* [MATERIALS PROVIDED]
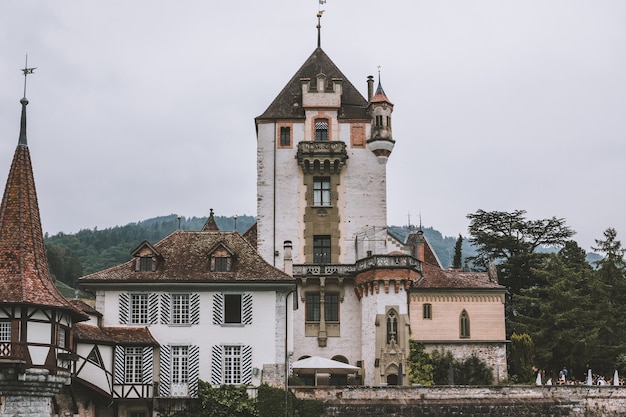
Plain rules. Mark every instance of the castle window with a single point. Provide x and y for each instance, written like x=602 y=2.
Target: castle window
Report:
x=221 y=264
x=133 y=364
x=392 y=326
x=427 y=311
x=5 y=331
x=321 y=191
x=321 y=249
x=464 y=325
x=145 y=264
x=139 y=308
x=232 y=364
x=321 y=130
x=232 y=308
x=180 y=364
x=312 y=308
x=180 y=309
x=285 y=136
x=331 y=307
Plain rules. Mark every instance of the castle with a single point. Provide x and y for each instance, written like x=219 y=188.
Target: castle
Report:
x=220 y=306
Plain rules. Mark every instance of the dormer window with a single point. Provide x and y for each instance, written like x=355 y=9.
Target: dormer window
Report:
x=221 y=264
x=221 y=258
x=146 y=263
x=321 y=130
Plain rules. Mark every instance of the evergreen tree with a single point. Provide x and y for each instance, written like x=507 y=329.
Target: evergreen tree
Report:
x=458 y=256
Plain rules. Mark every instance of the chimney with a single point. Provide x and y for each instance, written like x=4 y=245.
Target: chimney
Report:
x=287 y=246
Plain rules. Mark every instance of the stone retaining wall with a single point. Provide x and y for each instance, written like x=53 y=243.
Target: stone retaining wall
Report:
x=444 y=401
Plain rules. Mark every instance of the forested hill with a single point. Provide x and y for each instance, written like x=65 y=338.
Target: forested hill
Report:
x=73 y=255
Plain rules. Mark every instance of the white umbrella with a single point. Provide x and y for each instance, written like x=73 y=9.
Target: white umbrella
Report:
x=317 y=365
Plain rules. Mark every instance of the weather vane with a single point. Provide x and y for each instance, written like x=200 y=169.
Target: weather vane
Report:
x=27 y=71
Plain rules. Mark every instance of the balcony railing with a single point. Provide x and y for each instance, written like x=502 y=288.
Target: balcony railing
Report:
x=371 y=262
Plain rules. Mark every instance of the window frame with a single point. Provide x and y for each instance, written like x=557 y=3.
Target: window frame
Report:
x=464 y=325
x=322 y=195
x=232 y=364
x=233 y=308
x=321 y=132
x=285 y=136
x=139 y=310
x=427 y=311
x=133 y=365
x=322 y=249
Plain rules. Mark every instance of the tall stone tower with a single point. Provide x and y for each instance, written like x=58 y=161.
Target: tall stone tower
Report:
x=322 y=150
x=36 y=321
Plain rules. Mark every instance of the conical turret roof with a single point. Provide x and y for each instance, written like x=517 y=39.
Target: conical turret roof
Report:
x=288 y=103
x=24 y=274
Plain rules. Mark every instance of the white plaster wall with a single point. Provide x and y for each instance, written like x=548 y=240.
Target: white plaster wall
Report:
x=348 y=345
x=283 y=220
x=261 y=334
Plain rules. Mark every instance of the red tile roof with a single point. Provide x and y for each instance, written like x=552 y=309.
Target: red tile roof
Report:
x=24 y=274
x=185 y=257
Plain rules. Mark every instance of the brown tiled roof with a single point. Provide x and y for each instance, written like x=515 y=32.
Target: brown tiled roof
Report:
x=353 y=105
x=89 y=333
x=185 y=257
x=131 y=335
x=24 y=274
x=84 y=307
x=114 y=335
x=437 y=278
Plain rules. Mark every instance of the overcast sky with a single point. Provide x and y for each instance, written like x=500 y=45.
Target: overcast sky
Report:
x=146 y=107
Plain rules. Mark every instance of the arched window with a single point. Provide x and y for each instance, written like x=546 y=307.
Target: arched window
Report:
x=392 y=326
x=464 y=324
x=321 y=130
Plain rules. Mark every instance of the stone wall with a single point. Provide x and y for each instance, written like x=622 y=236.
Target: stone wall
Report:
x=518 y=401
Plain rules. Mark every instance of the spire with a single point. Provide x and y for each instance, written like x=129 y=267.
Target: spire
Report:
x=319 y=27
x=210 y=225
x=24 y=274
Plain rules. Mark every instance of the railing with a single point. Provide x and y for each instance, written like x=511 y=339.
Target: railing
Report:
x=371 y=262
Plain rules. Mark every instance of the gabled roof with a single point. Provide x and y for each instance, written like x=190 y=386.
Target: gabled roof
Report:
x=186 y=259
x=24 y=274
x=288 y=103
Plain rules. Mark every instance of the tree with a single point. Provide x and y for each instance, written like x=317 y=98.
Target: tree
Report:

* [WHAT YOU NEED TO DO]
Reproduce every record above exactly, but leave out the pictures.

* [WRITTEN SOLUTION]
Plain rules. Mark every instance of the castle window with a single point. Provide x and y for each instance, written like x=602 y=2.
Target: castle window
Report:
x=221 y=264
x=133 y=364
x=392 y=326
x=427 y=311
x=5 y=331
x=321 y=191
x=321 y=249
x=464 y=325
x=145 y=264
x=139 y=308
x=232 y=364
x=321 y=130
x=232 y=308
x=180 y=364
x=312 y=308
x=180 y=309
x=285 y=136
x=331 y=307
Plain rules. Mark every instance of the castle with a single point. Provide x and y for each instance, written like x=219 y=188.
Target: castle
Report:
x=220 y=306
Plain rules. Mark every instance of the dormer window with a single point. Provide x and y for each instance, written like x=355 y=9.
Target: dormer window
Report:
x=221 y=264
x=221 y=258
x=146 y=263
x=321 y=130
Plain rules. Mark every instance of the evergreen tree with a single point. Provide x and y for each instance, written like x=507 y=329.
Target: evergreen tree
Report:
x=458 y=256
Plain rules. Mark every instance of the chimney with a single point. Provide x and y for each instance, written like x=4 y=245.
Target: chimney
Report:
x=287 y=246
Plain rules. Mark every instance of the stone retaining wall with a single point. Provide x and y for each instance, written like x=53 y=243.
Target: stone retaining wall
Report:
x=444 y=401
Plain rules. Mark every instance of the forested hill with a single point. Provide x and y for each instance, written like x=65 y=338.
Target: forested hill
Report:
x=73 y=255
Plain rules. Mark every instance of the white umbrella with a single point. Provide x and y for each instance, written like x=73 y=9.
Target: white umbrella
Report:
x=317 y=365
Plain rules. Mark every instance of the weather vane with a single point. Provide x and y for each instance, written like x=200 y=169.
Target: weather vane
Report:
x=27 y=71
Plain rules. Mark every instance of the balcony railing with a single point. Provide x and y for each instance, written like x=502 y=288.
Target: balcony railing
Report:
x=371 y=262
Plain rules. Mark every instance of the window frame with a single point. Provide x and y for each instance, written like x=557 y=3.
Target: window frame
Report:
x=464 y=325
x=322 y=195
x=232 y=364
x=233 y=308
x=321 y=132
x=285 y=136
x=139 y=310
x=427 y=311
x=133 y=365
x=322 y=249
Plain rules. Mark every instance of the tall stone tower with a single point. Provide x and y for each instance, written like x=58 y=161.
Target: tall stone tower
Report:
x=322 y=150
x=36 y=321
Plain rules. Mark every instance of the conical turret roof with a single point. Provide x and y for each instance, written like x=517 y=39.
Target: conical turret roof
Report:
x=288 y=103
x=24 y=274
Plain rules. Mark every instance of the white plaster wall with a single point. Provide x and y for each instance, written like x=548 y=240.
Target: white plaster wall
Report:
x=348 y=345
x=283 y=220
x=261 y=334
Plain rules. Mark every instance of the red tile roof with a single point. Provide x and y for each instance, written like x=552 y=309.
Target: red tile roof
Report:
x=24 y=274
x=185 y=257
Plain rules. Mark every instance of the brown tiled roof with a single point. Provide x and y for each instance, written like x=515 y=32.
Target: brown tiled roof
Report:
x=353 y=105
x=89 y=333
x=185 y=257
x=131 y=335
x=24 y=274
x=84 y=307
x=114 y=335
x=437 y=278
Plain rules. Mark every instance of the overcast sky with a single point. Provide x and y for each instance, written like x=500 y=45.
Target: overcast sky
Report:
x=146 y=107
Plain rules. Mark every instance of the arched window with a single point. Provide x and y for each instance, written like x=546 y=307.
Target: arched window
Report:
x=392 y=326
x=464 y=324
x=321 y=130
Plain rules. Mark every instance of the stone wall with a single point. Provide x and y for each instance, written like x=622 y=236.
Target: stone wall
Report:
x=518 y=401
Plain rules. Mark every instance of the spire with a single point. Provide x and y for each instance, written like x=129 y=267.
Target: spire
Report:
x=319 y=27
x=210 y=225
x=24 y=274
Plain rules. Mark every instance of the railing with a single point. Provide x and y for each instance, written like x=511 y=339.
Target: railing
Report:
x=371 y=262
Plain rules. Mark every instance of the gabled roof with a single point. Provide x and y for each instance, written like x=190 y=386.
Target: gabled roof
Report:
x=186 y=259
x=24 y=274
x=288 y=103
Plain rules. Mark every instance of the tree with a single point. Provide x and y for each instance, written like x=317 y=98.
Target: tree
Report:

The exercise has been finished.